Meer kinderen dan ooit ingeënt tegen ziektes 21 oktober 2009, Washington D.C. - Vandaag de dag worden meer kinderen ingeënt tegen ziektes dan ooit tevoren. Dit meldt `The State of the World's Vaccines and Immunization', een rapport van de Wereldgezondheidsorganisatie (WHO), de Wereldbank en UNICEF. Toch krijgen 24 miljoen kinderen door allerlei oorzaken nog steeds geen of onvoldoende vaccinaties.

In 2008 is een recordaantal van 106 miljoen kinderen ingeënt. De toegenomen vaccinaties hebben, samen met een betere beschikbaarheid van schoon water en sanitaire voorzieningen, gezorgd voor een daling van de kindersterfte. Voor het eerst in de geschiedenis overlijden minder dan 10 miljoen kinderen per jaar. Er zijn momenteel minstens 120 vaccins beschikbaar tegen onder andere tuberculose, difterie, tetanus, kinkhoest, polio, mazelen, hepatitis B en Hib (Haemophilus influenzae type b), die jaarlijks 2,5 miljoen doden voorkomen. In 2020 kunnen dankzij de toegenomen vaccinaties zowel polio als mazelen uitgeroeid zijn.

▶ Opdracht 1
Beantwoord deze vragen over het bericht over vaccinaties:
(a) Hoeveel kinderen krijgen nog steeds geen of onvoldoende vaccinaties?
(b) Hoeveel kinderen zijn in 2008 ingeënt?
(c) Hoeveel doden voorkomen de beschikbare vaccins elk jaar?
▶ Opdracht 2
Werk een stuk uit het bericht over vaccinaties bij: schrijf het opnieuw vanaf "Meer kinderen dan" tot en met "of onvoldoende vaccinaties.", en zet daarbij "infectieziektes" in plaats van "ziektes".
▶ Opdracht 3
Schrijf het bericht over vaccinaties verder, te beginnen na de laatste zin.
Je hebt de items hier niet voor nodig.

▶ Getoonde items
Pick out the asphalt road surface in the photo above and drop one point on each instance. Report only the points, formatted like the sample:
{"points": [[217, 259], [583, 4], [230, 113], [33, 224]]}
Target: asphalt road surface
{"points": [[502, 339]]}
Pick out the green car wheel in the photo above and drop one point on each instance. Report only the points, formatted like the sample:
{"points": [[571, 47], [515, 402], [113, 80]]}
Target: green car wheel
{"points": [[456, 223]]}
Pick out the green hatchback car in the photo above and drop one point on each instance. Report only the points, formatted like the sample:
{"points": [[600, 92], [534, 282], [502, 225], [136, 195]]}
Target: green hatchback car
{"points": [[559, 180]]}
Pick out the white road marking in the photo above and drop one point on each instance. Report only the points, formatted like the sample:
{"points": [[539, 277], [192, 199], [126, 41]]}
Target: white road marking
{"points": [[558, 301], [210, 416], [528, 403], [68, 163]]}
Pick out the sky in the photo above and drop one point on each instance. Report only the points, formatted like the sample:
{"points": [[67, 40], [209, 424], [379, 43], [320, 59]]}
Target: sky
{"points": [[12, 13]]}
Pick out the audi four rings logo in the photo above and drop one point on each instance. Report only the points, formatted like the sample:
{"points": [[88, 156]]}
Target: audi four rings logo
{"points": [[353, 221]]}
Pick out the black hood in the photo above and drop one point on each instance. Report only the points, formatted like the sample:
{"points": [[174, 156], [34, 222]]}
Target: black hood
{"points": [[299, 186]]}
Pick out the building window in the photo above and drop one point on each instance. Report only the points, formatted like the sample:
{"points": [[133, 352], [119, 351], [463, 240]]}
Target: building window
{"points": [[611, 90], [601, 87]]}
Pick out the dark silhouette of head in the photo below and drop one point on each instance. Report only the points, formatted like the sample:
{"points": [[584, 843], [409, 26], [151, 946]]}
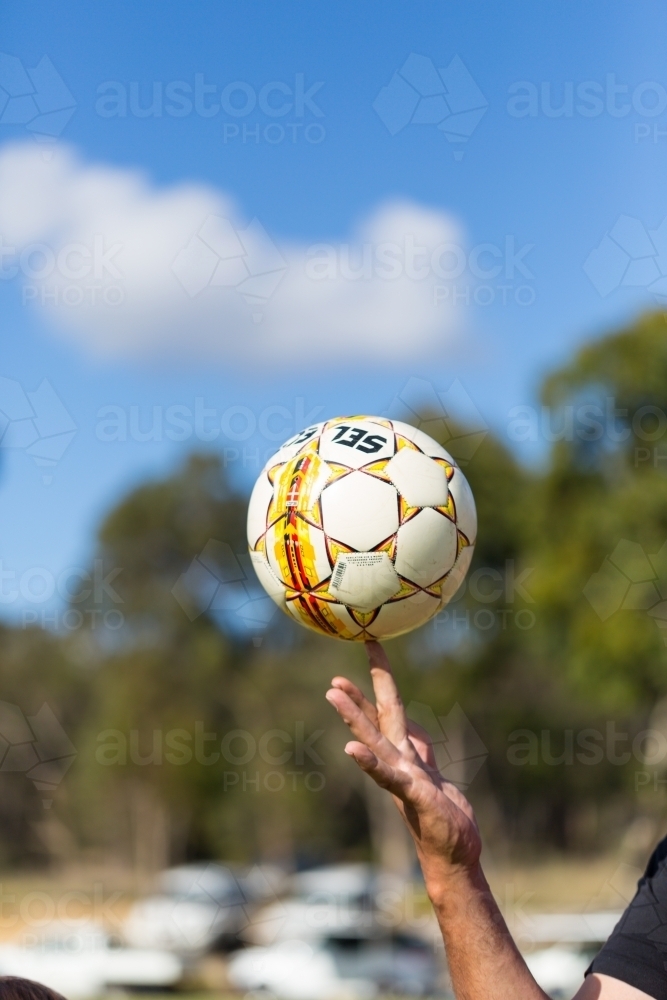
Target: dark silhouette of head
{"points": [[15, 988]]}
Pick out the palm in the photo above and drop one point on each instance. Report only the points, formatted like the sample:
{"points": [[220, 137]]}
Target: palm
{"points": [[398, 755]]}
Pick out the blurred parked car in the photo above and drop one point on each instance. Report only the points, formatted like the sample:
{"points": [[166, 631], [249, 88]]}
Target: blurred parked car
{"points": [[329, 965], [198, 907], [326, 941], [77, 959]]}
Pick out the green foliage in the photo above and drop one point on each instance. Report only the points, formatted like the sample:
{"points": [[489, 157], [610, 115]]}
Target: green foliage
{"points": [[536, 649]]}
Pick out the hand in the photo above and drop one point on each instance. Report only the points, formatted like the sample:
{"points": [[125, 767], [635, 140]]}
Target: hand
{"points": [[398, 755]]}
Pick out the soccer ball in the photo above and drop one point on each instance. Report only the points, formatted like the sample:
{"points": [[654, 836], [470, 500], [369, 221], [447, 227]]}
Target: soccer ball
{"points": [[361, 527]]}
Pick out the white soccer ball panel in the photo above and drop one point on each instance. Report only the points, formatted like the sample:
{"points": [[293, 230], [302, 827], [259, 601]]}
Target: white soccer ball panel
{"points": [[258, 509], [422, 440], [359, 511], [294, 445], [313, 556], [419, 480], [363, 580], [356, 442], [402, 616], [466, 513], [426, 547], [457, 575], [268, 579]]}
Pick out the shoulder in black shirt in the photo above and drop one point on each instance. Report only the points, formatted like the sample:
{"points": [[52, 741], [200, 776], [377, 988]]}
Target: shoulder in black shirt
{"points": [[636, 952]]}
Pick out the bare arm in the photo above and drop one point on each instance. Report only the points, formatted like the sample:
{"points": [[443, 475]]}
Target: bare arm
{"points": [[484, 962]]}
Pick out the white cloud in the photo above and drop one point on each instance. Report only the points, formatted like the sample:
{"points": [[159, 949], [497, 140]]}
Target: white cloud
{"points": [[128, 270]]}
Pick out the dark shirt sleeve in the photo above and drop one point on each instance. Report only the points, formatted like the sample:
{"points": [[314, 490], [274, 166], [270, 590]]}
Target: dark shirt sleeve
{"points": [[636, 952]]}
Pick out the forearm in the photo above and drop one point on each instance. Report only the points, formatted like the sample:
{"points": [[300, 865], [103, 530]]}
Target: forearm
{"points": [[484, 962]]}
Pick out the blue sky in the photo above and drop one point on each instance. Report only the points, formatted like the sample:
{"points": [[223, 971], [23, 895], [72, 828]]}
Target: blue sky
{"points": [[554, 184]]}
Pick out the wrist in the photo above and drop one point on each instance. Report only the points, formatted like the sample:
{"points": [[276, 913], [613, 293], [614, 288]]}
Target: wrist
{"points": [[447, 883]]}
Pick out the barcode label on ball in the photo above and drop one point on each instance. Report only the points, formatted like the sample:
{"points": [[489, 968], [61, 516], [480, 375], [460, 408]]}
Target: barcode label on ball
{"points": [[362, 559]]}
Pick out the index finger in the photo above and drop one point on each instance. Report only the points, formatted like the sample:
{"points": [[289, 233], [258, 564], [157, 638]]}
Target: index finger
{"points": [[391, 713]]}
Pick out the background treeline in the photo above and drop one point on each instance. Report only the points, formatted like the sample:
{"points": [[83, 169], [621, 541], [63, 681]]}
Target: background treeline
{"points": [[554, 652]]}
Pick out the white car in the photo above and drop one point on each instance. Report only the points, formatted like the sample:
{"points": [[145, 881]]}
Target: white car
{"points": [[330, 967], [197, 907], [77, 959]]}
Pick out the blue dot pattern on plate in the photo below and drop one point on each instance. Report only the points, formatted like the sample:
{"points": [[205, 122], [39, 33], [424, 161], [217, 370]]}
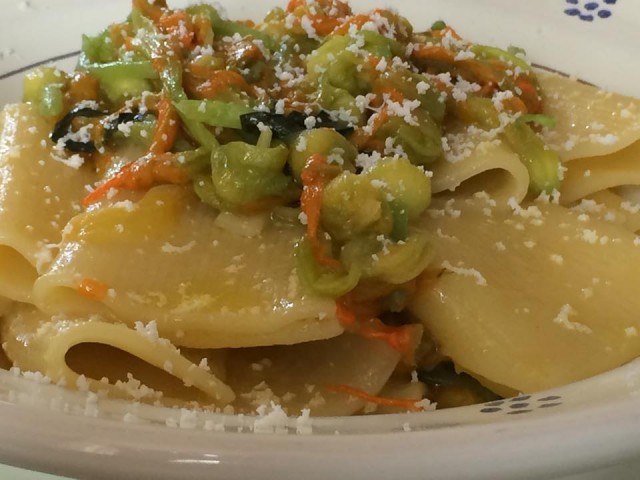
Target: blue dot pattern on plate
{"points": [[521, 404], [588, 11]]}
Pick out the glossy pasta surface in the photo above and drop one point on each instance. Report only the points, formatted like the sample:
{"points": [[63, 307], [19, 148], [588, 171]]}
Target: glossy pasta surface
{"points": [[327, 211]]}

▶ Resultaat 1
(a) 24 miljoen
(b) 106 miljoen
(c) 2,5 miljoen

▶ Resultaat 2
Meer kinderen dan ooit ingeënt tegen infectieziektes 21 oktober 2009, Washington D.C. - Vandaag de dag worden meer kinderen ingeënt tegen infectieziektes dan ooit tevoren. Dit meldt `The State of the World's Vaccines and Immunization', een rapport van de Wereldgezondheidsorganisatie (WHO), de Wereldbank en UNICEF. Toch krijgen 24 miljoen kinderen door allerlei oorzaken nog steeds geen of onvoldoende vaccinaties.

▶ Resultaat 3
Meer dan tachtig vaccins in ontwikkeling De eerste helft van de 21ste eeuw is de meest productieve in de geschiedenis van de vaccinontwikkeling. Er zijn vaccins beschikbaar gekomen tegen hersenvliesontsteking, het rotavirus (dat zorgt voor braken en diarree), het H5N1-virus (vogelgriep), pneumokokken en het humaan papillomarivus (dat baarmoederhalskanker veroorzaakt). Meer dan tachtig vaccins zijn in ontwikkeling; dertig daarvan bieden bescherming tegen ziektes waartegen tot nu toe geen vaccins beschikbaar waren. Farmaceuten in ontwikkelingslanden nemen 86 procent van de wereldwijde vraag naar vaccins voor hun rekening, zoals die tegen mazelen, kinkhoest, tetanus en difterie.

De WHO heeft berekend dat als alle vaccins tegen kinderziektes wereldwijd zouden worden gebruikt en als landen het percentage kinderen dat ingeënt wordt kunnen opschroeven naar 90 procent, vanaf 2015 elk jaar nog eens twee miljoen kinderlevens gespaard zouden kunnen worden.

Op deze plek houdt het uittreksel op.